### PROBLEM TO SOLVE
Please copy out the entries below exactly, beginning with the line that contains "Query: smiling woman" and ending with the line that contains "[ ] a keypoint on each instance of the notebook", and include nothing outside that span.

### MATERIAL PROVIDED
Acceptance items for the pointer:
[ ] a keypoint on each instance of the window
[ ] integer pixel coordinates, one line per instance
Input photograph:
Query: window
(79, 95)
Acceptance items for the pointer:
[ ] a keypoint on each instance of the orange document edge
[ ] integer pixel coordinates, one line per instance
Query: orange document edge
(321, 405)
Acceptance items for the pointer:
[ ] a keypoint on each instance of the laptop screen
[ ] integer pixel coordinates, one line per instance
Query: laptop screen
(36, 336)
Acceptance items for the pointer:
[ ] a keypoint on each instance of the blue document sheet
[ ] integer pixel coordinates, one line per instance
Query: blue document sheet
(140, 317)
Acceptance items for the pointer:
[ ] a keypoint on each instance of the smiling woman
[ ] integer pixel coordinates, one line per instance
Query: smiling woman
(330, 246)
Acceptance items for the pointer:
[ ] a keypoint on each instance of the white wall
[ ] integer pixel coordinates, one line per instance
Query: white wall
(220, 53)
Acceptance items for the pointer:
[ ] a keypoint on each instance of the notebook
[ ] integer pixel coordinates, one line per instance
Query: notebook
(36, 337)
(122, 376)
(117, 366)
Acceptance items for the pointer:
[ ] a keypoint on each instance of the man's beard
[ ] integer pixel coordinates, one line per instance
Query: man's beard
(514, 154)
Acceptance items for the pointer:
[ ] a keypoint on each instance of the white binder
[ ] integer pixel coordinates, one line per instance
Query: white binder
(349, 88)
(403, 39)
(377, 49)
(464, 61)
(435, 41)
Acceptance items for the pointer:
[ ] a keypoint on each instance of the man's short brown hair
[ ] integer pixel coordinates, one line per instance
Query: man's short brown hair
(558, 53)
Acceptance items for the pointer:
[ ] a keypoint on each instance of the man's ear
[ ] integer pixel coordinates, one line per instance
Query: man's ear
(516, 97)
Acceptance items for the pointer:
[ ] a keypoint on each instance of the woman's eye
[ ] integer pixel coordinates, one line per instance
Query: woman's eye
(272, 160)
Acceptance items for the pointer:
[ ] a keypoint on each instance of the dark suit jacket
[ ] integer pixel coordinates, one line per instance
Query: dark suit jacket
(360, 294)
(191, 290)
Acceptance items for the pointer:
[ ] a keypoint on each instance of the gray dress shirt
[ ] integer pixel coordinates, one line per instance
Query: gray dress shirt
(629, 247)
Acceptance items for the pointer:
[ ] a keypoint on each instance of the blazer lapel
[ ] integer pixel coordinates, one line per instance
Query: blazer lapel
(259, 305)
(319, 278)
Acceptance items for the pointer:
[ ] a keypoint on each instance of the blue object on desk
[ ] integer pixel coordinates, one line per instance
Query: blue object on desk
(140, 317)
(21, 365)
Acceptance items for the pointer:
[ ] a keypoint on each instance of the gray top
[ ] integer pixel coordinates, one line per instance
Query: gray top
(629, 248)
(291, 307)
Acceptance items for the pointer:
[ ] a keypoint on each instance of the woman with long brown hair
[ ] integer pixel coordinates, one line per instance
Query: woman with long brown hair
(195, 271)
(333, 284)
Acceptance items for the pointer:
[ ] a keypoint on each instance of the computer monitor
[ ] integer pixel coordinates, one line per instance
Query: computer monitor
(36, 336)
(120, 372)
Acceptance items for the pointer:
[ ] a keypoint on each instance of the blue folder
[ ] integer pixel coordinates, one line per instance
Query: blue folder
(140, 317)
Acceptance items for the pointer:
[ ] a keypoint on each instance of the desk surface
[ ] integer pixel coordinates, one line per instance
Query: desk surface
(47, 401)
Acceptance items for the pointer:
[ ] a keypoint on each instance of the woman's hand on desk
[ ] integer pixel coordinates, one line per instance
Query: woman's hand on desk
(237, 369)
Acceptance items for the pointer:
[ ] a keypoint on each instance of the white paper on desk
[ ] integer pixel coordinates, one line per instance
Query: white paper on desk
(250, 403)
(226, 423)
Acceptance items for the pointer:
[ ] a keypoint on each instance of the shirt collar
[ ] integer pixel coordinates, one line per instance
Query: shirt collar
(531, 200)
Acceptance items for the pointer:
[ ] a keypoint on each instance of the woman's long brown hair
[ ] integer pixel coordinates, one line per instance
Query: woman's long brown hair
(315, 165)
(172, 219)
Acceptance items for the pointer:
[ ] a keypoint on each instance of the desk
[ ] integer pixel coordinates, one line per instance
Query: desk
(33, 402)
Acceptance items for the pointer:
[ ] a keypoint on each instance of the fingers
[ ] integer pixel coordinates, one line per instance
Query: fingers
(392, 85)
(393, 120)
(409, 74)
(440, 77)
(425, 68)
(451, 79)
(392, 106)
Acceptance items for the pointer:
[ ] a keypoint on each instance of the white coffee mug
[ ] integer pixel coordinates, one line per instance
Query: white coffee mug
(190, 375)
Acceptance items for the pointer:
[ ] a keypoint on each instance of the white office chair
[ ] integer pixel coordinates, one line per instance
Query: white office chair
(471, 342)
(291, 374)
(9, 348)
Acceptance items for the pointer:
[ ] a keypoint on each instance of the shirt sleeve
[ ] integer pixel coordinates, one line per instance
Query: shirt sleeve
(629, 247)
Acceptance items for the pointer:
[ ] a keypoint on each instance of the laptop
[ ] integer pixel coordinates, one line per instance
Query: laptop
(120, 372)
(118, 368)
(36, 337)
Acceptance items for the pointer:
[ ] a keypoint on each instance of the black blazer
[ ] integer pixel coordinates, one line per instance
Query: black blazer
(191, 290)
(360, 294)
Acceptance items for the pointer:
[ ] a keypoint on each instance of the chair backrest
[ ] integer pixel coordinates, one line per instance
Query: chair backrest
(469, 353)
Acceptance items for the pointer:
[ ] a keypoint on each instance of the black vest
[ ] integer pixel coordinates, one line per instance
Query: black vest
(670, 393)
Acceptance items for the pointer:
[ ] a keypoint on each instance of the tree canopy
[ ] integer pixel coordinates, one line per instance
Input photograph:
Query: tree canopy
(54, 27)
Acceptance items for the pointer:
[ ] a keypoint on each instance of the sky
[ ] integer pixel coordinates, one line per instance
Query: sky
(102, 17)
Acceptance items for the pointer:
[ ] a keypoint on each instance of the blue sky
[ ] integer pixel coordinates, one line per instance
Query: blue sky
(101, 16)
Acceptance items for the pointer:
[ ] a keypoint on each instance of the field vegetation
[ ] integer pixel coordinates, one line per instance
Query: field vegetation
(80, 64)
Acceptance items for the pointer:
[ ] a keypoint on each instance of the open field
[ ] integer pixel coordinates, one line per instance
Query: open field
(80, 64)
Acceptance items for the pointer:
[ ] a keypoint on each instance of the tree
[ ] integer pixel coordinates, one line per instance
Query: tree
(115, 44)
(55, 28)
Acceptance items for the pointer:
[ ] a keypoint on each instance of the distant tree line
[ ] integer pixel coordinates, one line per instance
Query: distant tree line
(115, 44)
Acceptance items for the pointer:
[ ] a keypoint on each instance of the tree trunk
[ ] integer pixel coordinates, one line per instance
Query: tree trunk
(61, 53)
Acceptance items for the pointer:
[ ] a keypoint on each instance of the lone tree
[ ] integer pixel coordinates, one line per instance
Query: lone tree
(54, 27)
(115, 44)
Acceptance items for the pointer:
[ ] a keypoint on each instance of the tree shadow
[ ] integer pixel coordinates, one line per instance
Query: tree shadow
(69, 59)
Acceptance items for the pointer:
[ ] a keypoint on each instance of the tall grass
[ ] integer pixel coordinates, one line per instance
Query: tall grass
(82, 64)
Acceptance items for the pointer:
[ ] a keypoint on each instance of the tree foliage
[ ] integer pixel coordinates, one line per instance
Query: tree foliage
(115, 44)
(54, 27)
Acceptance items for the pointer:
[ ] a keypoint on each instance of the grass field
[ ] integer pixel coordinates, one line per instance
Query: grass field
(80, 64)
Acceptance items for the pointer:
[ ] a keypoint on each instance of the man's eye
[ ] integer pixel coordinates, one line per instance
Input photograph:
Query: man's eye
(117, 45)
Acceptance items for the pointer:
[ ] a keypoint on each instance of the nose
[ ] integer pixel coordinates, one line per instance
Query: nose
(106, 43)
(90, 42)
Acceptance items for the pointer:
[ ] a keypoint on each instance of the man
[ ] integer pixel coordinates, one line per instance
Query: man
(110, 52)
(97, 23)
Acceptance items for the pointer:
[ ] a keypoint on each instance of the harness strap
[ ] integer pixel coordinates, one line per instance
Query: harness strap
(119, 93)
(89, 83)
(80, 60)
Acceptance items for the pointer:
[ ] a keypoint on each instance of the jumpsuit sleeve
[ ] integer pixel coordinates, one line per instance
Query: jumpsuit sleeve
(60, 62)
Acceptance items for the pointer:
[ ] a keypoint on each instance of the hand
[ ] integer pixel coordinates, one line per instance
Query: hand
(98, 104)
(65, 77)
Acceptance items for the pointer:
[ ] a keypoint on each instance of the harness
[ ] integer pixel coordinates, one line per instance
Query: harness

### TASK RESPONSE
Query: smiling woman
(330, 246)
Acceptance items for the pointer:
[ ] a keypoint on each instance of the white wall
[ ] integer pixel coordinates, one line per instance
Query: white wall
(220, 53)
Acceptance items for the pointer:
[ ] a keypoint on each instance of the notebook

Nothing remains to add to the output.